● TASK PROMPT
Below are records; output all of them exactly.

(Point localization data)
■ ■ ■

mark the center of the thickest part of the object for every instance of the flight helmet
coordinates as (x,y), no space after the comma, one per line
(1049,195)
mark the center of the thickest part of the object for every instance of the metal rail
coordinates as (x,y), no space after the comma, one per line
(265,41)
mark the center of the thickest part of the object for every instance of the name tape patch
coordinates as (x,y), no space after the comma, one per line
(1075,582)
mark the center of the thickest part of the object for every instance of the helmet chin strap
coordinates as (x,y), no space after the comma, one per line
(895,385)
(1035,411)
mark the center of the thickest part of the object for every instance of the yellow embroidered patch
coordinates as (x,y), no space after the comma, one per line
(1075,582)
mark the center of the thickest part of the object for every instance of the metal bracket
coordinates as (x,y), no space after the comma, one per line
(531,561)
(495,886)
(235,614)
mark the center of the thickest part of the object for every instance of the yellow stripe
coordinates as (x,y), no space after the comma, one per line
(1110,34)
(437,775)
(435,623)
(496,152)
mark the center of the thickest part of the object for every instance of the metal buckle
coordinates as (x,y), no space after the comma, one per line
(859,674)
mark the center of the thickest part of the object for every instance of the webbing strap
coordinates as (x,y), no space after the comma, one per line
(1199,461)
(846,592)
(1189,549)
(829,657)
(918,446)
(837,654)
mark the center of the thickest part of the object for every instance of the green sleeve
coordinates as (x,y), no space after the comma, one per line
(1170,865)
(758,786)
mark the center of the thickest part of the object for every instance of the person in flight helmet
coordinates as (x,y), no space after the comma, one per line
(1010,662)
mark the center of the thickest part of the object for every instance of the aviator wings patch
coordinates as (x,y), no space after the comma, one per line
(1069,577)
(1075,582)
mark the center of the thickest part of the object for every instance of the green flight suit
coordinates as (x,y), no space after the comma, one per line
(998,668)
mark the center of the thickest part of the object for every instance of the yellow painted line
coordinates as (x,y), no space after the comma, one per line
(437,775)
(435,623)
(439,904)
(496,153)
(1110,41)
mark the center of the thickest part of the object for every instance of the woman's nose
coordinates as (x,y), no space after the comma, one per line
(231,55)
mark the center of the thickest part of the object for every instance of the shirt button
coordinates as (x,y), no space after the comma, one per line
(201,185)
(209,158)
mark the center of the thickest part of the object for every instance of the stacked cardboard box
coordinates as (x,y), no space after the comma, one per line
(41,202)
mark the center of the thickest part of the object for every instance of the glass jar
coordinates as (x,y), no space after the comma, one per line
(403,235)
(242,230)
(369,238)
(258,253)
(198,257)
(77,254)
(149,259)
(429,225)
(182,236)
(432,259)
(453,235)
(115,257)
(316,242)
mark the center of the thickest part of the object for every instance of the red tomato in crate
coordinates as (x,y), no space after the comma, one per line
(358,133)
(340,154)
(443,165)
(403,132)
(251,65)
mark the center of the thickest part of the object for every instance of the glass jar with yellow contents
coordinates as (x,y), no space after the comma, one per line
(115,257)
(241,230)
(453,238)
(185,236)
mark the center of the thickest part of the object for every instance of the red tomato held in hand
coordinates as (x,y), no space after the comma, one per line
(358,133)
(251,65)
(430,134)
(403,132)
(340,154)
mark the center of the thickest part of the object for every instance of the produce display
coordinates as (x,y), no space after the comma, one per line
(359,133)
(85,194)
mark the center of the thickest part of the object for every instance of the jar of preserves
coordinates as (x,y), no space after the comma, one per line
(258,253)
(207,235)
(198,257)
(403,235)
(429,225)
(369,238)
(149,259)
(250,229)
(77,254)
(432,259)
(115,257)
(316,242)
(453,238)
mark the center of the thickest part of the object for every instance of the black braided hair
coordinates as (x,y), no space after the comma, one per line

■ ■ ■

● TASK RESULT
mark the center of the thickest part of the object for every instance of the flight helmet
coordinates as (x,y), no space after the comma, one per line
(1049,195)
mark the center of the thickest part of the object for every instance of the metal rail
coordinates as (x,y), no space after the comma, one per line
(265,41)
mark the center of the thickest part of the object for every instance of the name tape patch
coordinates as (x,y), no space after the comma, one per line
(1075,582)
mark the center of the thickest part of the object for every instance of the helmet chin strap
coordinates as (x,y), no space after the comma, one per line
(895,385)
(1035,411)
mark the center of the thickest part of the object for every instance of the yellow embroidered patch
coordinates as (x,y), no space after the comma, one per line
(1075,582)
mark the center of the thickest part of the object for every instance of the metal bracket
coordinates as (x,y), no space after the comma, one per line
(531,561)
(495,886)
(235,614)
mark the center of the thickest part of the object for every instance of the yellow stripe
coordinates as (x,y), no space after the comma, one per line
(1110,34)
(437,775)
(435,623)
(496,152)
mark the center of the thickest part of the object for every instance of the metal buckle
coordinates as (x,y), no space after the comma, one per line
(859,674)
mark the center of the thickest part of the object for every instance of the webbing strap
coordinates as (x,y), no space after the comma, one per line
(1199,461)
(846,592)
(1189,549)
(829,657)
(918,446)
(837,654)
mark the center of the thickest part of the object for every instance of the green sleeve
coordinates as (x,y), no space after the comma, one per line
(1170,865)
(758,786)
mark the center of the thickest part of the object for every instance of the person in flight helmet
coordinates as (x,y), no space after the comma, one per line
(1010,662)
mark the center of the thickest part of the object for every instance of the aviator wings patch
coordinates as (x,y), no space after the comma, one per line
(1069,577)
(1075,582)
mark the center of the thickest part of the object for every instance of the green flight suit
coordinates as (x,y), no space after the comma, one per line
(998,668)
mark the center of the thickest part of the object for every instance of the yellow painted line
coordinates as (x,y), no space after the comma, one per line
(437,775)
(435,623)
(439,904)
(496,153)
(1110,41)
mark the center of the thickest part of the object for every instance of the woman's nose
coordinates as (x,y), no space after the comma, one per line
(231,55)
mark the center of the thickest part of the object for every instance of the shirt button
coordinates as (x,y), no space after the comma, one per line
(201,185)
(209,158)
mark the center of the thickest part of the object for every instance of the stacked cardboard box
coordinates as (x,y), no space after the comma, one per line
(41,202)
mark the center of the thickest part of the object for every instance of the glass jar
coordinates as (x,y), no space after the comma, one per line
(403,235)
(242,230)
(369,238)
(258,253)
(198,257)
(77,254)
(149,259)
(429,225)
(182,236)
(432,259)
(453,235)
(115,257)
(316,242)
mark the center of the thickest part of the object for every instance of the red tomato in crate
coordinates as (x,y), no space after the comma, one per line
(358,133)
(340,154)
(443,165)
(403,132)
(251,65)
mark the center of the thickest part of the object for every instance of the glass jar with yellow contents
coordinates as (x,y), no space after the comma, one per line
(115,257)
(241,230)
(453,238)
(185,236)
mark the center of the thickest part of the object for every instance of the red tomato held in hand
coordinates as (x,y), no space after the comma, one per line
(358,133)
(251,65)
(430,134)
(403,132)
(340,154)
mark the center of the thickest part of the object for every instance of the produce display
coordinates as (x,y), no space after the comma, one per line
(359,133)
(85,194)
mark the center of the thickest part of the object for every instance of the jar of preserves
coordinates as (x,y), no space after the comma, one per line
(258,253)
(207,235)
(198,257)
(403,235)
(429,225)
(369,238)
(149,259)
(250,229)
(77,254)
(432,259)
(115,257)
(316,242)
(453,238)
mark the center of the thickest part of the object for every instance of the black braided hair
coordinates as (x,y), no space after the comma, one per line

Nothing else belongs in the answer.